:: Page excerpt
Dear Lady in the Steam Room with the Menthol
Dear Lady in the Steam Room with the Menthol,
When you asked, white towel wrapping your head and soggy torso, about to enter the steam room, “You don’t mind if I use menthol” (A statement disguised as a question) you were already prying open the moist door. You didn’t wait for my answer but I coughed up – “Just use a little.” You brayed, stopped short, door open, snapped “Well, I can’t only use a little. It’s a thing. I can only use the same amount.”
“OK, no, please” You entered before me, door still open, “You don’t mind if I use menthol” to the stunning Indian woman sprawled on the tile bench. Confused, she responds: “I didn’t use the menthol.” There was the faint smell of menthol lingering on the steam.
You pressed, “No, I have the menthol. You don’t mind if I use it.”
I sway in the doorway. “No menthol – p p please.” I don’t yet know that inhalants are not permitted. If I had known this crucial fact, I would have stumbled from the tile to the carpeted floor of the fancy gym lobby in my mini towel, screamed for the security who would no doubt have tackled the slimy bitch, and dragged her out by her well-metholated pores.
Excuse my outburst. I feel I should explain myself.
See, on Day 5 of Round 5 of chemo, with platinum pulsating through my veins and Temodar breaking the blood/ brain barrier to escort the poison to my brain… I am a little… queasy. I pried myself from bed to gym in an effort to move my frozen digestion on the elliptical. I can’t get the toxins out of me. The exercise is my desperate attempt to jump start my organs to move; the steam room – my attempt to sweat out the fog in my brain, the acid in my stomach, the toxins that throb my head. Words don’t come easy.
::::
:: Dataset content
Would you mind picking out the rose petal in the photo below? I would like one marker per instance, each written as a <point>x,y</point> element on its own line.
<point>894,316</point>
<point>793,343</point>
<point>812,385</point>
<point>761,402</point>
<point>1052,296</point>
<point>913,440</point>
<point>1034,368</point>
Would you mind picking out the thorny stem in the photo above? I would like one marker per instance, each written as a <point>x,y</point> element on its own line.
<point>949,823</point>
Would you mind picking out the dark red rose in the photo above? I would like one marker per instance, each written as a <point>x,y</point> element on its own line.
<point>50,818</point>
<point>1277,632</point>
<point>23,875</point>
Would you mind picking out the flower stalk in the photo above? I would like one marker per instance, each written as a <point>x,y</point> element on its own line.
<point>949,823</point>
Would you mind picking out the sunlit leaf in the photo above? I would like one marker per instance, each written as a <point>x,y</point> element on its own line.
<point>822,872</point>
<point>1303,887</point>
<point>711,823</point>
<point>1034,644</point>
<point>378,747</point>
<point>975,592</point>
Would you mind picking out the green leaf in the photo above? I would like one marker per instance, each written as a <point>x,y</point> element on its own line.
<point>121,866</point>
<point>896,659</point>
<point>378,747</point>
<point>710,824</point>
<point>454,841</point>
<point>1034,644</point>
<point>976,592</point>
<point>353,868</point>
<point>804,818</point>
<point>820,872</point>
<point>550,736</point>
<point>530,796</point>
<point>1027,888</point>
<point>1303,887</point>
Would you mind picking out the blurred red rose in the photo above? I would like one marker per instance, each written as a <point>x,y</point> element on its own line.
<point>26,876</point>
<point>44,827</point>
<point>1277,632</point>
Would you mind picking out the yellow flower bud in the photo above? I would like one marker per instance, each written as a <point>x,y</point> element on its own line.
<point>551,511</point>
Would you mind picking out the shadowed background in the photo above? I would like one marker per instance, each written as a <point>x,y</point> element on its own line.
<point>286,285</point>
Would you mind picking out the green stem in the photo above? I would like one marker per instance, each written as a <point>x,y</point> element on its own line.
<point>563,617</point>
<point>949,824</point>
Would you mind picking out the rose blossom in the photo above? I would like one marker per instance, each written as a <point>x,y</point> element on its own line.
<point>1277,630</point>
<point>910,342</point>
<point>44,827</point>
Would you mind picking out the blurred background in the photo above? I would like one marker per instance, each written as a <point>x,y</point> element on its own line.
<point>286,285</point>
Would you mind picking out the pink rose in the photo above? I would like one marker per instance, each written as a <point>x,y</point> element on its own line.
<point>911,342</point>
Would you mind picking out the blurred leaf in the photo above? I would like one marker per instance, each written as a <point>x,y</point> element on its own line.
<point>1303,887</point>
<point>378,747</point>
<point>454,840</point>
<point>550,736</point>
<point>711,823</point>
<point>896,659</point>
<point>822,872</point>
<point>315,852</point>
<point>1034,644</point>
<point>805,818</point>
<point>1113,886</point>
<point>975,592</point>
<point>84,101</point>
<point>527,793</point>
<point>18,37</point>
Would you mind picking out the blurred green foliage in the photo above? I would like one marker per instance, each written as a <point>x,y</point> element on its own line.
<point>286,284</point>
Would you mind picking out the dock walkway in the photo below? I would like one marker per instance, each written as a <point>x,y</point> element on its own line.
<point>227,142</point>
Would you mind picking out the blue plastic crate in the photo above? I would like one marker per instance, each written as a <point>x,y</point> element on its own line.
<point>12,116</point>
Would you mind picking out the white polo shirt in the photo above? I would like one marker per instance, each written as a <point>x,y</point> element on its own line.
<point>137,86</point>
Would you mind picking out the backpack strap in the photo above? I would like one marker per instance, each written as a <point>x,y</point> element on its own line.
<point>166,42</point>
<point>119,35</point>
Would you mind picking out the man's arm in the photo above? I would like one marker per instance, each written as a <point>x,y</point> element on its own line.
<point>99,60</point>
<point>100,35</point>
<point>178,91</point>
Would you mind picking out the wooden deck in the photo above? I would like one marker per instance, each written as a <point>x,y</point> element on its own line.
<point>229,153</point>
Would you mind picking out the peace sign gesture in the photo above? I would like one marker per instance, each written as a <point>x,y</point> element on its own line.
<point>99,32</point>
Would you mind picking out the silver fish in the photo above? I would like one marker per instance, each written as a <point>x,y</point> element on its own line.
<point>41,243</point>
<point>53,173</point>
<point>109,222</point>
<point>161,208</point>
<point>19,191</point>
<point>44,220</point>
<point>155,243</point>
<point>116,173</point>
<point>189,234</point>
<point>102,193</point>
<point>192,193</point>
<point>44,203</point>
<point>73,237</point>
::::
**Your assignment**
How might the steam-room letter go on from its last sentence? Write what follows.

**Answer to the problem**
But nausea does.
At this point I have what my behavioral psychologist husband explains is a “pairing” reaction. If I see, hear, smell, taste, touch (you get it – sense) anything related to my chemo days I immediately convulse into fits of gagging (or worse). The medicine bottles holding my nighttime chemo have to be hidden. The bag I take with me on infusion days that is decorated with my niece Meg’s artwork must be stored out of sight. And not only the smell but even the mention of the word “alcohol” (as in rubbing alcohol that hangs in the air in the infusion room) sends me stumbling to the bathroom.
The same is true of mint lifesavers that smell and taste like menthol. I suck on these right before my port is injected with the saline solution and right before chemo drugs are added because the metallic taste created by the injection can cause taste aversion to whatever I last ate. I use different flavor lifesavers so the taste aversion is paired to that, rather than something I love to eat or drink. First round was green, second red, and now… mint. It’s not like real peppermint taste but rather like the artificial menthol of a car air freshener Christmas tree dangling from the rear view mirror. If you offer me a green or red or… mint lifesaver, I will promptly gag and possibly vomit on you.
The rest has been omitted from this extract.